[PAGE]:

EU AI Act and Asian businesses
"The EU AI Act will impact Asian enterprises using AI in financial decision-making, requiring auditability, transparency, and explainability of AI models," Joseph reveals.
While compliance will be a challenge, Joseph says some countries are better positioned than others.
"Existing regulatory guidelines in Asia such as the Monetary Authority of Singapore’s FEAT Principles and Japan’s risk-based AI approach provide a structured starting point, making adaptation easier."
However, the Forrester principal analyst thinks these frameworks are guidelines, not regulations, which means that businesses must still align with the EU’s stricter, legally binding rules.
"In contrast, enterprises in countries with less developed AI governance may face a steeper compliance burden. Key hurdles include data localisation, AI model explainability, and real-time risk assessments."
He believes AI-driven financial tools, such as credit scoring or risk analysis models, may require significant reconfiguration to meet EU transparency and fairness requirements.

Joseph says Asia's AI regulatory landscape is uneven, with some countries ahead of the curve and others playing catch-up. For finance teams, the real challenge is not just regulatory uncertainty, but data integrity in AI-driven decision-making.
"AI models are only as good as the data they ingest, and bias, drift, or errors can lead to faulty financial insights."
He believes Finance teams must venture beyond adherence to regulations, and this would include data lineage tracking to ensure transparency in financial models, automated anomaly and bias detection to prevent errors from skewing decisions, and AI model validation protocols to maintain accuracy over time.

[INFORMATION SHOWN]:

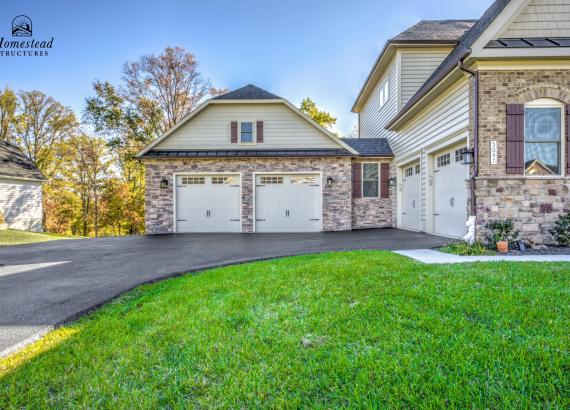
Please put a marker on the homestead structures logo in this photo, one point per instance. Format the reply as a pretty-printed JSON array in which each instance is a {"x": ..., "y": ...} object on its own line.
[
  {"x": 22, "y": 26},
  {"x": 32, "y": 47}
]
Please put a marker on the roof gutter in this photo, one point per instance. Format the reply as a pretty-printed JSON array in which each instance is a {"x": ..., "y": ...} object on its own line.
[{"x": 475, "y": 75}]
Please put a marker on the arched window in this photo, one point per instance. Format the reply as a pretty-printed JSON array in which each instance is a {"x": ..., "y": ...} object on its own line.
[{"x": 543, "y": 125}]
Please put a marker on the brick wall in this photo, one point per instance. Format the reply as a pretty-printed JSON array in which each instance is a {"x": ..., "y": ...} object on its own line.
[
  {"x": 337, "y": 215},
  {"x": 533, "y": 204}
]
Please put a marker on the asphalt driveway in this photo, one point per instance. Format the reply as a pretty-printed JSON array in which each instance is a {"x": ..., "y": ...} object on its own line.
[{"x": 45, "y": 284}]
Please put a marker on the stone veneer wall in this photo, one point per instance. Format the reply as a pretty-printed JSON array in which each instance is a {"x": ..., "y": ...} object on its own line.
[
  {"x": 372, "y": 212},
  {"x": 533, "y": 204},
  {"x": 159, "y": 202}
]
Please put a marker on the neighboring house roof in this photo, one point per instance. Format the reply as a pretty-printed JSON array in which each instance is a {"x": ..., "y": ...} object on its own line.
[
  {"x": 461, "y": 50},
  {"x": 249, "y": 92},
  {"x": 527, "y": 42},
  {"x": 13, "y": 163},
  {"x": 370, "y": 147},
  {"x": 438, "y": 30},
  {"x": 242, "y": 153}
]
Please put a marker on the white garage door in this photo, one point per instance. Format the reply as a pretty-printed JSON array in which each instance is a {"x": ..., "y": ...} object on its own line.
[
  {"x": 208, "y": 203},
  {"x": 450, "y": 194},
  {"x": 411, "y": 209},
  {"x": 288, "y": 203}
]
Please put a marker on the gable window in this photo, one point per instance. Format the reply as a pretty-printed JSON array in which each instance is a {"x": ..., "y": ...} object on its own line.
[
  {"x": 443, "y": 160},
  {"x": 370, "y": 180},
  {"x": 384, "y": 94},
  {"x": 246, "y": 132},
  {"x": 542, "y": 137}
]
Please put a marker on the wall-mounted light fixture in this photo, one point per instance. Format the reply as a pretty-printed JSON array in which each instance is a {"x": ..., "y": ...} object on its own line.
[{"x": 466, "y": 156}]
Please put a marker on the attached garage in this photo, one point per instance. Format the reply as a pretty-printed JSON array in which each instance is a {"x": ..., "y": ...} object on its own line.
[
  {"x": 450, "y": 193},
  {"x": 288, "y": 203},
  {"x": 208, "y": 203},
  {"x": 411, "y": 197}
]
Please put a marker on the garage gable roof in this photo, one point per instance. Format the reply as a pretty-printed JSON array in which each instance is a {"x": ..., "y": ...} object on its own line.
[
  {"x": 13, "y": 163},
  {"x": 249, "y": 94},
  {"x": 370, "y": 147}
]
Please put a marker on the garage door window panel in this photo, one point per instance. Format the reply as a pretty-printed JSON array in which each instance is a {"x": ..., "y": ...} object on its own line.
[
  {"x": 370, "y": 180},
  {"x": 542, "y": 137}
]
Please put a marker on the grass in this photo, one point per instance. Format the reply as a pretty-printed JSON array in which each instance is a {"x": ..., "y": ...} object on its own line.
[
  {"x": 355, "y": 329},
  {"x": 14, "y": 237},
  {"x": 465, "y": 249}
]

[TASK REQUIREMENTS]:
Answer these questions from the text on the EU AI Act and Asian businesses:
(a) Which two existing regulatory guidelines in Asia does Joseph cite as a structured starting point?
(b) What examples of AI-driven financial tools does he say may require significant reconfiguration?
(c) What does he say can lead to faulty financial insights?

[ANSWER BELOW]:
(a) The Monetary Authority of Singapore's FEAT Principles and Japan's risk-based AI approach.
(b) Credit scoring or risk analysis models.
(c) Bias, drift, or errors in the data that AI models ingest.